Géo − Geonames alignment
This blog post describes the main points of the alignment process between the French National Library's Géo repository of data, and the data extracted from Geonames.
Alignment is the process of finding similar entities in different repositories. The Géo repository of data contains a lot of locations and the goal is to find those locations in the Geonames repository, and to be able to say that location in Géo is the same than this one in Geonames. For that purpose, Logilab developed a library, called Nazca, to build those links.
To process the alignment between Géo and Geonames, we divided the Géo repository into two groups:
- A group gathering the Géo data having information about longitude and latitude.
- An other, gathering the data having no information about longitude and latitude.
Group 1 - Data having geographical information
The alignment process is made in five steps (see figure below):
1. Data gathering
We gather the information needed to align, that is to say, the unique identifier, the name, the longitude and the latitude. The same applies to the Geonames data.
2. Standardization
This step aims to make the data the as standard as possible. ie, set to lower case, remove the stop words, remove the punctuation and so on.
3. Geographical neighbours search
During this step, all the locations are mixed into a big set. A Kdtree is used to find the nearest neighbours of a given location. This step allows us to gather the location geographically.
4. Alignment
Thanks to the Kdtree, we can quickly find the geographical nearest neighbours. During this fourth step, we loop over the nearest neighbours and assign to each a grade according to the similarity of its name and the name of the location we're looking for, using the Levenshtein distance. The alignment will be made with the best graded one.
5. Saving the results
Finally, we save all the results into a file.
Group 2 - Data having no geographical information
Let's have a look to the data having no information on the longitude and the latitude. The steps are more or less the same than before, except that we cannot find neighbours using a Kdtree. So, we use an other method to find location having a quite high level of similarity in their names. This method is called the Minhashing which has been shown to be quite relevant for this purpose.

• _RECORDS PROVIDED_
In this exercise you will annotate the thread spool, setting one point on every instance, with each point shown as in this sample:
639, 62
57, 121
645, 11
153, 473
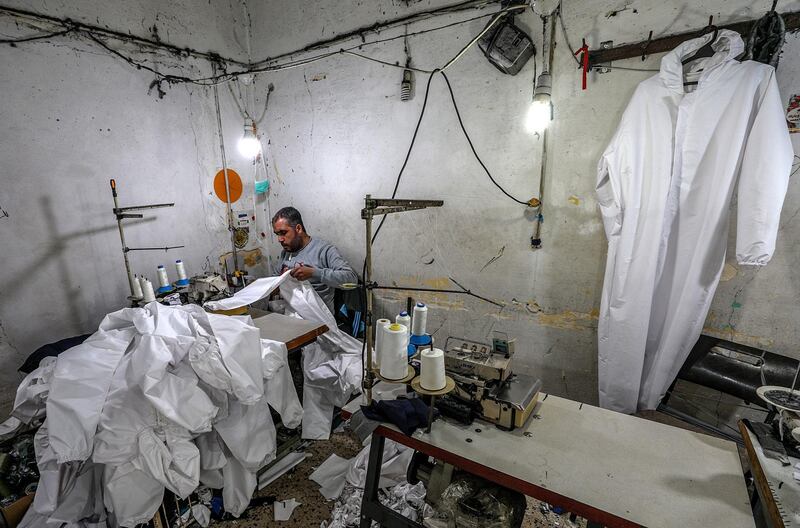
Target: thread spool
404, 319
394, 358
432, 376
420, 320
137, 289
376, 357
163, 280
183, 280
147, 290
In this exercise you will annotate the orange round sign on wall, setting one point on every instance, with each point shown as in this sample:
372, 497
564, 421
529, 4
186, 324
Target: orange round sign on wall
234, 183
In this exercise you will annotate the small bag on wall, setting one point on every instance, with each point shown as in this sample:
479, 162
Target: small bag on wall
507, 46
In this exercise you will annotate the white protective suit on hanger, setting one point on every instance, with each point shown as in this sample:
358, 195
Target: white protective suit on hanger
664, 187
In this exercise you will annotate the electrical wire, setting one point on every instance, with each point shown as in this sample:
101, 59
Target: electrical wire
408, 154
228, 76
385, 63
471, 146
560, 16
36, 37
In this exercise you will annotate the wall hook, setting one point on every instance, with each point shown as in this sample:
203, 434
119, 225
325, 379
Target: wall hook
646, 45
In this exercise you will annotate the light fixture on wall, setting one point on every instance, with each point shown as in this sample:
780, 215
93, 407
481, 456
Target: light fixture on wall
540, 112
249, 145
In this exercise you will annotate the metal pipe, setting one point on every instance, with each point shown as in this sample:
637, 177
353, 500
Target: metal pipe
435, 290
140, 207
122, 237
536, 238
367, 382
165, 248
225, 175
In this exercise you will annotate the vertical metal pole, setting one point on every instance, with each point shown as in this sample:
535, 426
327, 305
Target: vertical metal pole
372, 480
368, 316
225, 174
537, 237
122, 236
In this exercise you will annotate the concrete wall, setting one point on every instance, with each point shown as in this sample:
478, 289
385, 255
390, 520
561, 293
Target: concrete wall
72, 118
338, 130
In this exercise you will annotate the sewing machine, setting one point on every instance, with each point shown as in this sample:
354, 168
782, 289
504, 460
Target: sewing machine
485, 384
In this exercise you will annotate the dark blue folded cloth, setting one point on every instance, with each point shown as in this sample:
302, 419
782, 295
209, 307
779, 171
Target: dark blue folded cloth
406, 413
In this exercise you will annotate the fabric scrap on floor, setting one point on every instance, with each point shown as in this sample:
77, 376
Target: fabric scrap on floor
335, 472
284, 509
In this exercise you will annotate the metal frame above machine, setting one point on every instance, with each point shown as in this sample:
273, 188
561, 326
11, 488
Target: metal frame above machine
377, 207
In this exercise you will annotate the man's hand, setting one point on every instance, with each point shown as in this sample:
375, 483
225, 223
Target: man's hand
302, 272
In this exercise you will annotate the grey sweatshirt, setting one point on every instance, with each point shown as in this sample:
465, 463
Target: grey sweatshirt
331, 270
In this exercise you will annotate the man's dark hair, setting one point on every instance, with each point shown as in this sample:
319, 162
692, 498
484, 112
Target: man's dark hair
291, 215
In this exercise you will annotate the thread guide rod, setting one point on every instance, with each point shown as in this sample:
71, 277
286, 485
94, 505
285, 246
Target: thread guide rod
121, 215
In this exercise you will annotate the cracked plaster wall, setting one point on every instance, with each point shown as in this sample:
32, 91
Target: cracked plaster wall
338, 130
72, 118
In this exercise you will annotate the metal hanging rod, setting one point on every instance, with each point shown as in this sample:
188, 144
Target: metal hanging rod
663, 44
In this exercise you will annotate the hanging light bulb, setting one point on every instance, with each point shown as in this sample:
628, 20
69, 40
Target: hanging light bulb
540, 112
249, 145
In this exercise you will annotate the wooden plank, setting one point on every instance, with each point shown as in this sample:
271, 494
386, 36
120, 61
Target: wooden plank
293, 331
762, 484
617, 469
670, 42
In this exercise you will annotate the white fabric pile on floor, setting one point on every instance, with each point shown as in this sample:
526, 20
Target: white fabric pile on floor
331, 366
159, 397
336, 472
406, 499
343, 480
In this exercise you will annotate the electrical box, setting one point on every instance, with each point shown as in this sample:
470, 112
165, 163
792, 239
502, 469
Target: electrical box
507, 47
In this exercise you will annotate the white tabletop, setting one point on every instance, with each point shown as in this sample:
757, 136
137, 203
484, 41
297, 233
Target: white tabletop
649, 473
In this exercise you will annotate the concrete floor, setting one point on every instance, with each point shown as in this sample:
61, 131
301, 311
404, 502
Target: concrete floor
316, 509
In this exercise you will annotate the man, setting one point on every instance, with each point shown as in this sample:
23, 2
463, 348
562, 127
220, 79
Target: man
310, 259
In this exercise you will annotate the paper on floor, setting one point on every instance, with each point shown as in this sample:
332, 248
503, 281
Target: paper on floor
331, 476
280, 468
284, 509
336, 471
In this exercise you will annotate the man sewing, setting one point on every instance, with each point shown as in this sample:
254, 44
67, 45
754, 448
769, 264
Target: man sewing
310, 259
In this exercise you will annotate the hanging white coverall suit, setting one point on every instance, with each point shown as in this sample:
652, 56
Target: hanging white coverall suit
664, 187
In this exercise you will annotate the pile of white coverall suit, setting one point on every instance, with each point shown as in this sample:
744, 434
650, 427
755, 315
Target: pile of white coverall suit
174, 397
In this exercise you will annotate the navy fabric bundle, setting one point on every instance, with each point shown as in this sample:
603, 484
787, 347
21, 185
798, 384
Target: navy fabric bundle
406, 413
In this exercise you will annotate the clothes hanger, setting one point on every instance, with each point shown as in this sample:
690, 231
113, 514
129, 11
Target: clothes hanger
707, 50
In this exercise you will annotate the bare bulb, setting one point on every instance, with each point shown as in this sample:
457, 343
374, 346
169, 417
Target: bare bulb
249, 145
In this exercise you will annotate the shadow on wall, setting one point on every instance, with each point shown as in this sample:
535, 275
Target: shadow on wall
55, 253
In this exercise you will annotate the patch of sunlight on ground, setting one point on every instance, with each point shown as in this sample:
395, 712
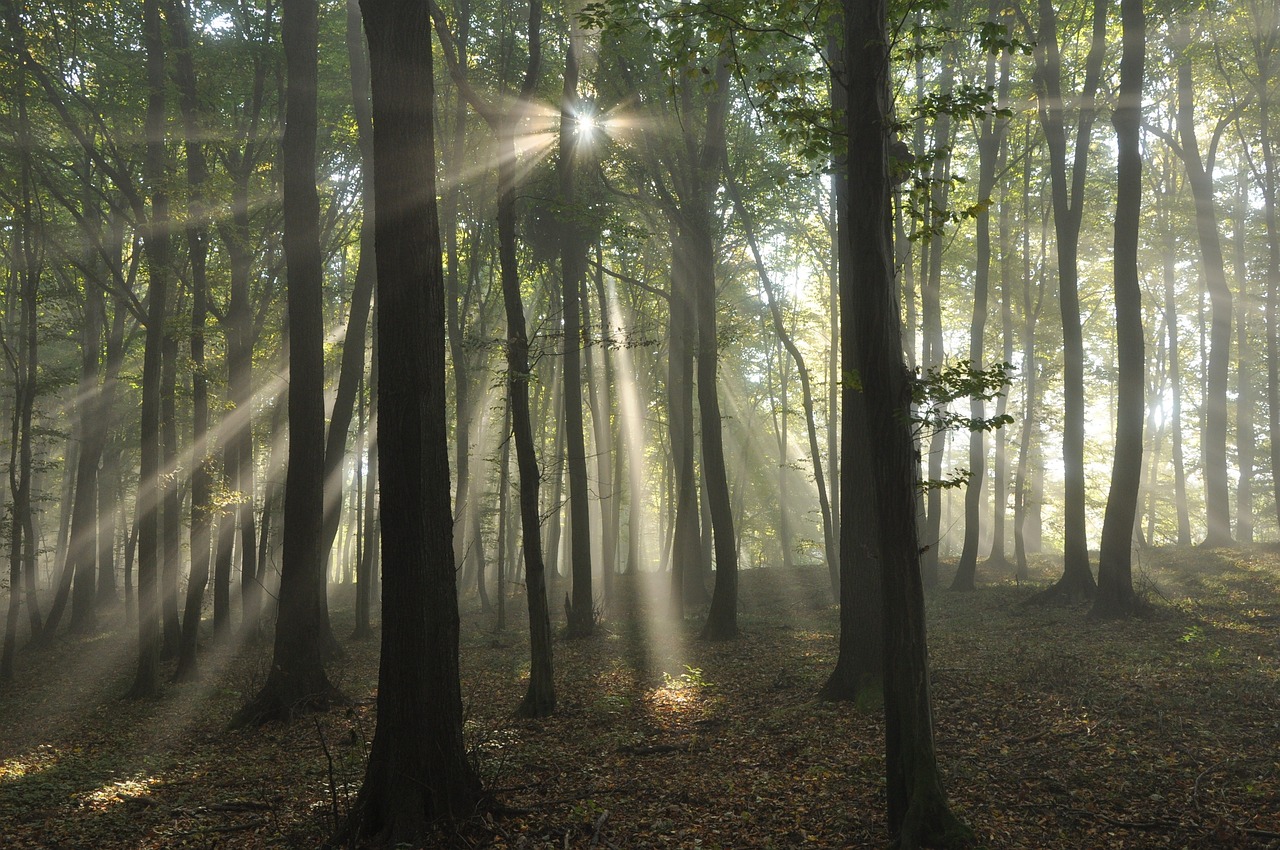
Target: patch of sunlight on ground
679, 694
28, 764
119, 791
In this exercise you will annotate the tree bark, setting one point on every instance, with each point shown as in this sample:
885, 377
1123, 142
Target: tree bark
297, 681
918, 813
156, 245
417, 769
1068, 200
572, 250
1200, 176
1115, 597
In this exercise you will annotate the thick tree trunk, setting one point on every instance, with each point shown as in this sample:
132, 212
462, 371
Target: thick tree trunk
918, 813
417, 769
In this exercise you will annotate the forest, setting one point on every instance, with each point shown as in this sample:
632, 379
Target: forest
640, 424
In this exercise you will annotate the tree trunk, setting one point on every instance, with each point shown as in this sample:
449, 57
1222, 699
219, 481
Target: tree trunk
1077, 579
1217, 502
572, 250
828, 530
417, 769
1246, 447
197, 250
297, 680
988, 151
918, 814
156, 246
1115, 594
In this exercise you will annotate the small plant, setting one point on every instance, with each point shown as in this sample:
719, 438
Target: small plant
691, 677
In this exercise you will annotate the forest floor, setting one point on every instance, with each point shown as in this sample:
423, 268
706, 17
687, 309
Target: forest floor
1052, 730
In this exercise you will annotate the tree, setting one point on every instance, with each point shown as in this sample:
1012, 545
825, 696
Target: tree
297, 681
572, 141
1115, 594
1200, 176
156, 242
417, 769
540, 697
988, 150
918, 813
1068, 199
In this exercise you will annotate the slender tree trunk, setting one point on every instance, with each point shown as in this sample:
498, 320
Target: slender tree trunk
1068, 200
988, 151
572, 250
1115, 594
1272, 273
1246, 447
540, 697
828, 530
366, 570
1217, 502
297, 681
931, 315
680, 424
156, 245
197, 250
999, 558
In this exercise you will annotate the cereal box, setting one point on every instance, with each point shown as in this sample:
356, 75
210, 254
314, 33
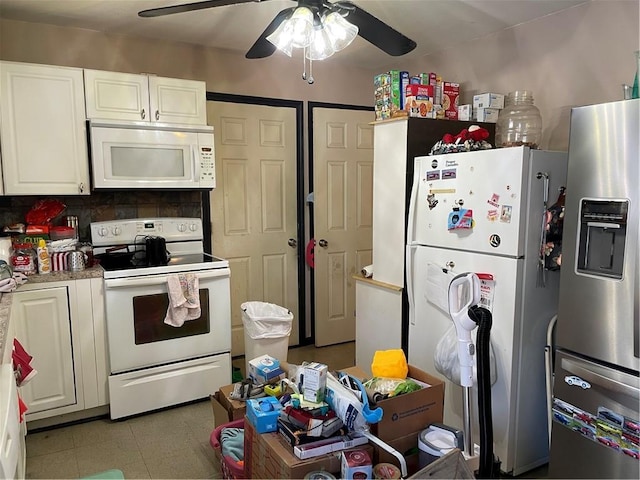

• _TASK 1_
In the Géo–Geonames alignment post, what measure grades how similar a neighbour's name is to the name of the location being sought?
• _TASK 2_
Resume the Géo–Geonames alignment post after its final sentence.

• _WRITTEN REPLY 1_
The Levenshtein distance.

• _WRITTEN REPLY 2_
To minimise the amount of mistakes, we try to gather locations according to their country, knowing the country in often written in the location's preferred_label. This pre-treatment helps us to filter out the cities having the same name but located in different countries. For instance, there is Paris in France, there is Paris in the United States, and there is Paris in Canada. So the alignment is made country by country.
The fourth and the fifth steps remain the sames.
Results obtained
The results we got are the followings :
Amount of locations | Aligned | Non-aligned | |
---|---|---|---|
Group 1 | 97572 | (89.3%) | (10.7%) |
Group 2 | 150528 | (72.9%) | (27.1%) |
Total | 248100 | (79.3%) | (20.7%) |
One problem we met is the language used to describe the location. Indeed, the similarity grade is given according the distance between the names, and one can notice that Londres and London, for instance, do not having the same spelling.despite they represent the same location.
Results improvement
In order to improve a little bit the results, we had a closer look to the 10.7% non-aligned of the first group. The problem of the language mentioned before was pretty clear. So we decided to use the following definition : two locations are identical, if they are geographically very close. Using this definition, we get rid of the name, and focus on the longitude and the latitude only.
To estimate the exactness of the results, we pick 50 randomly chosen location and process to a manual checking. And the results are pretty good ! 98% are correct (49/50). That's how, based on a purely geographical approach, we can increase the results covering rate (from 89.3% to 99.6%).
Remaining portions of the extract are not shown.